'''
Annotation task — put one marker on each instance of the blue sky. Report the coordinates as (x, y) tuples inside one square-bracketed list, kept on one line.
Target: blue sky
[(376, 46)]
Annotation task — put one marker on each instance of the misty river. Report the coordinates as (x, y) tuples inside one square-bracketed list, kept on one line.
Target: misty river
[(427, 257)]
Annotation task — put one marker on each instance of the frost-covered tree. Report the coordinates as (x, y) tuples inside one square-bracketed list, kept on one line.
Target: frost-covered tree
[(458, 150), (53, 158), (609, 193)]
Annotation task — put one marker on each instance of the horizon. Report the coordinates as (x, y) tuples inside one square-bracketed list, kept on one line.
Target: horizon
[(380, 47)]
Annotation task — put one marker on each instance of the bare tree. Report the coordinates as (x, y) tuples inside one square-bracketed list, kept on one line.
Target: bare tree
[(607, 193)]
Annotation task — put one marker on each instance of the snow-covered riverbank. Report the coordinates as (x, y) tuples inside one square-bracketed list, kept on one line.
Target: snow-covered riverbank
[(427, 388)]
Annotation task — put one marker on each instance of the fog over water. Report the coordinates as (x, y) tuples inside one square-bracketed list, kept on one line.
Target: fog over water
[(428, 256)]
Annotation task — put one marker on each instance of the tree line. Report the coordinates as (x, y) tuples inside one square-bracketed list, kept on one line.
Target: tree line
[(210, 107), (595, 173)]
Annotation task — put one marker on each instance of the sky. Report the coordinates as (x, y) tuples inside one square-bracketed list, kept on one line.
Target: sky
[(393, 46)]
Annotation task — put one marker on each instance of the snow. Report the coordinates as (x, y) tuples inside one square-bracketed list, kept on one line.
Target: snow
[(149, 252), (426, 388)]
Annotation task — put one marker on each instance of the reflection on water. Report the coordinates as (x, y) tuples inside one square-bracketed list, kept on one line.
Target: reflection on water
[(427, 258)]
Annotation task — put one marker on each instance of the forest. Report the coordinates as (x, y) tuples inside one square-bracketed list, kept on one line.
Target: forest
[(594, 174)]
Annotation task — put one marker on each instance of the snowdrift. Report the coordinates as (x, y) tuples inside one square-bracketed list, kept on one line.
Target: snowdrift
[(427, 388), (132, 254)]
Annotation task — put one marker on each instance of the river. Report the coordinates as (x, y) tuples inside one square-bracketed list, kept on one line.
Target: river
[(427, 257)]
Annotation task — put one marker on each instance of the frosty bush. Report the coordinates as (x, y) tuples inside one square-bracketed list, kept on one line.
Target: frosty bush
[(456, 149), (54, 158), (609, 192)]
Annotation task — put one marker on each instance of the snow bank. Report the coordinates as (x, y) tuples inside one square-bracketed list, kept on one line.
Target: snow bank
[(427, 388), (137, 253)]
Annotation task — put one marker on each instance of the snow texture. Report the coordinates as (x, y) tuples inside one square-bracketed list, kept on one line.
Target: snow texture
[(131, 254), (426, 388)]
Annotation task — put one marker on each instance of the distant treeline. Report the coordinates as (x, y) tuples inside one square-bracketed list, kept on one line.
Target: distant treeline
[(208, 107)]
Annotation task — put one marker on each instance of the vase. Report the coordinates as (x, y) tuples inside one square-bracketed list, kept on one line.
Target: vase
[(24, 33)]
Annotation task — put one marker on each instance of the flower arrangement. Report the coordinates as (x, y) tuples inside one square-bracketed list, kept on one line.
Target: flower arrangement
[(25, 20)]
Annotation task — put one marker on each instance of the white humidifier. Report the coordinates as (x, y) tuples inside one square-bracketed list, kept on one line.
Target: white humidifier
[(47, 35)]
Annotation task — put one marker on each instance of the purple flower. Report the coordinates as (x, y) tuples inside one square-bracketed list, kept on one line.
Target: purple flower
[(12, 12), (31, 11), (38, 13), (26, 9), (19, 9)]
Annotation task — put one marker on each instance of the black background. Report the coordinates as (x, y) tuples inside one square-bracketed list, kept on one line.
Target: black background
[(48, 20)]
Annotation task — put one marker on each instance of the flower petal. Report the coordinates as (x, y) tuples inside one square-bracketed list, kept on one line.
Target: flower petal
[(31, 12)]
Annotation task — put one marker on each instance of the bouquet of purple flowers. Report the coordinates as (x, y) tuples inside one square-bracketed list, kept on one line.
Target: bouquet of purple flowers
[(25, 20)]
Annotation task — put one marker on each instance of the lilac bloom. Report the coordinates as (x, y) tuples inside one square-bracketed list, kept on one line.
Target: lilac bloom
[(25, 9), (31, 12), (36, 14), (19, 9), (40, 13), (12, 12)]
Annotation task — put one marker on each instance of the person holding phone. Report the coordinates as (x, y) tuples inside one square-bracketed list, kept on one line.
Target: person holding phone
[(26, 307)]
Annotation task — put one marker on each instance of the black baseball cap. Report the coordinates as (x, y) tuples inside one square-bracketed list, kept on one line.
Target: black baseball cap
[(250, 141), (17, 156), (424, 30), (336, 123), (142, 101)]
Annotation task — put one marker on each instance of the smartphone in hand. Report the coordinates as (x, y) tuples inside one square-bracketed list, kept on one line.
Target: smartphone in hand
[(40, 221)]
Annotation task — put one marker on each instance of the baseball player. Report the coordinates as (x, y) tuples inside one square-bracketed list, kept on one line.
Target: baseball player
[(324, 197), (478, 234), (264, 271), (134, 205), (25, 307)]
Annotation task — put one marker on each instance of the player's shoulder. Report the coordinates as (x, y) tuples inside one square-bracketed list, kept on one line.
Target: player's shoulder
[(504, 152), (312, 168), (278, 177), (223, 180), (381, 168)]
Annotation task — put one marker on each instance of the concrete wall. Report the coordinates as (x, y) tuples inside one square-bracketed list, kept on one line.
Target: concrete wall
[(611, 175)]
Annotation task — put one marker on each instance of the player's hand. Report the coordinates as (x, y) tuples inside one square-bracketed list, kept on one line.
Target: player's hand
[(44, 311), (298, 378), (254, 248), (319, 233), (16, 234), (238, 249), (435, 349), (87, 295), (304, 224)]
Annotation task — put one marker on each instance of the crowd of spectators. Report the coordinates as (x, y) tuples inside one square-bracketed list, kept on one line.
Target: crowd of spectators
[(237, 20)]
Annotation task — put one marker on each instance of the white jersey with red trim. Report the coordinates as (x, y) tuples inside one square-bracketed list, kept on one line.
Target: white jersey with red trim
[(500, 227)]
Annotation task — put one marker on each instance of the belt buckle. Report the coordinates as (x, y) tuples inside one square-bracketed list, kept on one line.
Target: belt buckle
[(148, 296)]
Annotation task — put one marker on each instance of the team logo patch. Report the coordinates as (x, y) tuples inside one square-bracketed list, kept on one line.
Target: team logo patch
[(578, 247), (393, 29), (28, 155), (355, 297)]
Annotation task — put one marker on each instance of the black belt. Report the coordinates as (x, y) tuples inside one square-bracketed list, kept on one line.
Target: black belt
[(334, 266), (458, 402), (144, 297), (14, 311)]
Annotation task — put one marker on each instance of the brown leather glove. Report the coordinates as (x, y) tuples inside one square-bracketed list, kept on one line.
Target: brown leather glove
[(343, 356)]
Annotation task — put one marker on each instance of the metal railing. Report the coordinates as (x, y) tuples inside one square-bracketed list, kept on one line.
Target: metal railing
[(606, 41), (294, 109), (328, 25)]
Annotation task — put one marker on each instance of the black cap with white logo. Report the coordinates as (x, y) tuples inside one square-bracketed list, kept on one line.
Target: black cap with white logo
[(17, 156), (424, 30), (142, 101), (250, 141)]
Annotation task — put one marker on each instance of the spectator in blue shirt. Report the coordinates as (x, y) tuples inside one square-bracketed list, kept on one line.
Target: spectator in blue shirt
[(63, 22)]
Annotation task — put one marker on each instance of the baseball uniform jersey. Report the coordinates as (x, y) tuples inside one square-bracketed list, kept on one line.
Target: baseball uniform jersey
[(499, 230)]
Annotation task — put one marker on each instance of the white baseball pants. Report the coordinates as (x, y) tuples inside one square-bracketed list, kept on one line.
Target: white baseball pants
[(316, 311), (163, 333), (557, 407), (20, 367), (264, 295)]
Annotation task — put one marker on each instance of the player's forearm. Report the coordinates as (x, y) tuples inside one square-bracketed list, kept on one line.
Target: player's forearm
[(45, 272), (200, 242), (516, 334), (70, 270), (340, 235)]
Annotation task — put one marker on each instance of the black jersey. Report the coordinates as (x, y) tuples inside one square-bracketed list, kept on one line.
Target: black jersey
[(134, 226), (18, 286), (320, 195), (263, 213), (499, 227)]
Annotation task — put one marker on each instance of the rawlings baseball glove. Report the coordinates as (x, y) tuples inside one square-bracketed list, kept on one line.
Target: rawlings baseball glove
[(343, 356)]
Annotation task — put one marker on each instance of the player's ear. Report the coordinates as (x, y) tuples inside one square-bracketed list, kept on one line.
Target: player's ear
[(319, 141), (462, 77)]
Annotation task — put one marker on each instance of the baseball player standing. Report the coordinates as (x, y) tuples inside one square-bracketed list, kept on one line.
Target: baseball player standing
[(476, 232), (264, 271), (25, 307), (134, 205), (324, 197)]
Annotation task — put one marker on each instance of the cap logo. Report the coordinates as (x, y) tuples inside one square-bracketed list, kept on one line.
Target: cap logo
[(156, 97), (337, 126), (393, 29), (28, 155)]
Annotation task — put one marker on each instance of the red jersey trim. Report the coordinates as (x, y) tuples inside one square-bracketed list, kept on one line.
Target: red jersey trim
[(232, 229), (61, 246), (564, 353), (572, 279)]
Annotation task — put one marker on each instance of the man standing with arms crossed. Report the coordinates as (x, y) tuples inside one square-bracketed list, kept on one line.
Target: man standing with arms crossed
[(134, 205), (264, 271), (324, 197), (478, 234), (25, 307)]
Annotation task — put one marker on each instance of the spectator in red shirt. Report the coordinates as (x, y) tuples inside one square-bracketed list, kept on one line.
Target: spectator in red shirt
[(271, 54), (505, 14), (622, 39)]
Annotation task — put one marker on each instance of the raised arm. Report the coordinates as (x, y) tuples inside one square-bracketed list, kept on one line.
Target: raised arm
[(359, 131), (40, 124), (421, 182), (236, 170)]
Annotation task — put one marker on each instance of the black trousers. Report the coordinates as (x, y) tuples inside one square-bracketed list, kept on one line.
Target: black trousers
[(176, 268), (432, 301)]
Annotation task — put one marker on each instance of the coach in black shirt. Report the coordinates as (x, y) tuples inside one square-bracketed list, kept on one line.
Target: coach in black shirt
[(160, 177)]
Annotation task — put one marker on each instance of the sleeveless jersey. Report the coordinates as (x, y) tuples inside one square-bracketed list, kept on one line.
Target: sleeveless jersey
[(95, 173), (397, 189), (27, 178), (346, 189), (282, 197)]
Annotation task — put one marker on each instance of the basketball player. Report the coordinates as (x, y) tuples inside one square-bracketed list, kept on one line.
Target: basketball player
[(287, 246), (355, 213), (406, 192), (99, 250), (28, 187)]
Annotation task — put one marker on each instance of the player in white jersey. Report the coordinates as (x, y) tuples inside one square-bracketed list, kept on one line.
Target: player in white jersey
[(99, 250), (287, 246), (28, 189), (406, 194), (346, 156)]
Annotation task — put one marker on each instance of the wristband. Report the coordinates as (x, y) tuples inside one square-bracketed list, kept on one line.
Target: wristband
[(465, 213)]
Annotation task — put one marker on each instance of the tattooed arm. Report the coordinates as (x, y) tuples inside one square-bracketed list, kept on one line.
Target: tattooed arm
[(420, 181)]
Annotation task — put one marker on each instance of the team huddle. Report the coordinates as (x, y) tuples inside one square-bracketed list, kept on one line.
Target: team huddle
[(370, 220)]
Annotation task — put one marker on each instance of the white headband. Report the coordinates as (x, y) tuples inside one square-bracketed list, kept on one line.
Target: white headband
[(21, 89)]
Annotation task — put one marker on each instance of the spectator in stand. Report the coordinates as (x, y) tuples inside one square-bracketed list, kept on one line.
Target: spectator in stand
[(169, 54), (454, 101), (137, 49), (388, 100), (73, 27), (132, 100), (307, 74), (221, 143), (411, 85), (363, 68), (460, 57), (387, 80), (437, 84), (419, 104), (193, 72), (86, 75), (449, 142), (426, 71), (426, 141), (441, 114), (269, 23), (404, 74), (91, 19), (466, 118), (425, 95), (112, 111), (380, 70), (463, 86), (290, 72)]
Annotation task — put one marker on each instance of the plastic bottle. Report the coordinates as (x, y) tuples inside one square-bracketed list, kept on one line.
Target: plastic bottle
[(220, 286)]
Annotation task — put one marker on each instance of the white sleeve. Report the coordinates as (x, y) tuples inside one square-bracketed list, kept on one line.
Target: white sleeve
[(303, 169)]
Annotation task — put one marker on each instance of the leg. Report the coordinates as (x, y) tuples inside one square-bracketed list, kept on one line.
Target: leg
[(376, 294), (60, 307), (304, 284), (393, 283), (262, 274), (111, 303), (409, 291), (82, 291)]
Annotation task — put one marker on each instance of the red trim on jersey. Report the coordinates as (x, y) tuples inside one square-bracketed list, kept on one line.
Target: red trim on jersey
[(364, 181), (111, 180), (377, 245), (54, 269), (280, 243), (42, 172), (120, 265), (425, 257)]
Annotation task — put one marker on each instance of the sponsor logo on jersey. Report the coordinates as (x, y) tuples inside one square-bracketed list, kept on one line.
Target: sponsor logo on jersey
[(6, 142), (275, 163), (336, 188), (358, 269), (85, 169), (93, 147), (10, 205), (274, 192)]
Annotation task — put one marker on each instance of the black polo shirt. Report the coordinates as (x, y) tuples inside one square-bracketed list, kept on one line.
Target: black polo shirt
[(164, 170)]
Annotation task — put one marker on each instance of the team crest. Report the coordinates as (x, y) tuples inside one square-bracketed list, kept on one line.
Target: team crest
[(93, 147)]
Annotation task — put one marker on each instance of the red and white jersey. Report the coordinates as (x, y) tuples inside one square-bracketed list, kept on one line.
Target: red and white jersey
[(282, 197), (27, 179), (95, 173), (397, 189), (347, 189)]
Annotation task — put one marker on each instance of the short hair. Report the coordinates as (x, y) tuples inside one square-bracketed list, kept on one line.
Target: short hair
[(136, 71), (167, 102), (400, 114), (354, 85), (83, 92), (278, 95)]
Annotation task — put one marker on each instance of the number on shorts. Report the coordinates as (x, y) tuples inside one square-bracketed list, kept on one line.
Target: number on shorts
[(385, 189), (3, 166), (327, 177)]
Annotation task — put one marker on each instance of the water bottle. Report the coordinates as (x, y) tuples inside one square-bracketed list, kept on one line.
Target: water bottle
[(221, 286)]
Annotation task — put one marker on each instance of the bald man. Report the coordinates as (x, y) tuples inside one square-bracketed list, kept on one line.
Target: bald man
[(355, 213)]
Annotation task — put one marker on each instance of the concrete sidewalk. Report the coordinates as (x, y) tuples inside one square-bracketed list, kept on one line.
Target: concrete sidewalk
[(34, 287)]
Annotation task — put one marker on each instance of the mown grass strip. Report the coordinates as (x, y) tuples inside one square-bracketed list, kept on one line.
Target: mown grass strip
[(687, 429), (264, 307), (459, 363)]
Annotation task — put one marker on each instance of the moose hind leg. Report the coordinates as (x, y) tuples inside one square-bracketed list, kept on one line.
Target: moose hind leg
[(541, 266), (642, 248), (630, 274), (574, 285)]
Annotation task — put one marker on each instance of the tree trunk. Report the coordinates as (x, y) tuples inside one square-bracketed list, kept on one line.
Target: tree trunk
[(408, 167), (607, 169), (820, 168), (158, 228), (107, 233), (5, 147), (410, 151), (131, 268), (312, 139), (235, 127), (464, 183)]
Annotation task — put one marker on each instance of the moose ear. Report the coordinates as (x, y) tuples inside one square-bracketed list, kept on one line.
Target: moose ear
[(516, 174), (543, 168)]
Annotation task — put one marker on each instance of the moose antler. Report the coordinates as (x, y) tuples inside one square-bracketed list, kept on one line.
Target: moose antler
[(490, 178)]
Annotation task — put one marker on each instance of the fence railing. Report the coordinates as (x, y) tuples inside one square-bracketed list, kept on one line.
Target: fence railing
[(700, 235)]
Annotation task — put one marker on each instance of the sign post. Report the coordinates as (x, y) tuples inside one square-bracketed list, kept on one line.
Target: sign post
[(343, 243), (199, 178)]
'''
**Short task**
Output only the lines running from the line with "the moose ear." through the final line of the data, inclusive.

**Answer to this problem**
Annotation task — put one marker on each instance of the moose ear. Report the coordinates as (x, y) tuples inside one square-bracketed list, kept on one line.
Target: moose ear
[(516, 174), (543, 168)]
Annotation task — put one marker on each instance of the moose antler. Report the coordinates as (x, y) tuples inside one square-bracketed list, kept on one line.
Target: moose antler
[(490, 178)]
Annotation task — put one marker on each instance of the fence railing. Report the coordinates as (x, y) tuples inside one square-bracketed list, kept on one line.
Target: fence railing
[(700, 235)]
Annotation task — put one marker on each instance of the sign post. Report the coordinates as (x, y) tuples inside one square-bracketed list, kept on one line.
Target: sign post
[(343, 243), (199, 178)]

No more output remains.